(Records contained in a dataset)
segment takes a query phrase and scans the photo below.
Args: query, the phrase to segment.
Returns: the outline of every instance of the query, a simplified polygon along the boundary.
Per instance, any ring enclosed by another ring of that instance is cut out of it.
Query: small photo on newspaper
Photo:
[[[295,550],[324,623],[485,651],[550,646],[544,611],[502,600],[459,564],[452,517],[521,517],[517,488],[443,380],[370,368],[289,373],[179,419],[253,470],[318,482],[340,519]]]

PROBLEM DESCRIPTION: Line by line, reproduce the records above exactly.

SOLUTION FOR THIS PROBLEM:
segment takes a query phrase and scans the photo below.
Args: query, the phrase to segment.
Returns: the outline of every instance of the query, a simplified polygon along the boundary.
Per instance, any ring enclosed by another ring of that instance is cut out of it.
Query: small photo on newspaper
Photo:
[[[295,550],[324,623],[485,651],[550,646],[544,611],[502,600],[459,564],[452,517],[521,517],[517,488],[443,380],[370,368],[289,373],[179,419],[253,470],[318,482],[340,519]]]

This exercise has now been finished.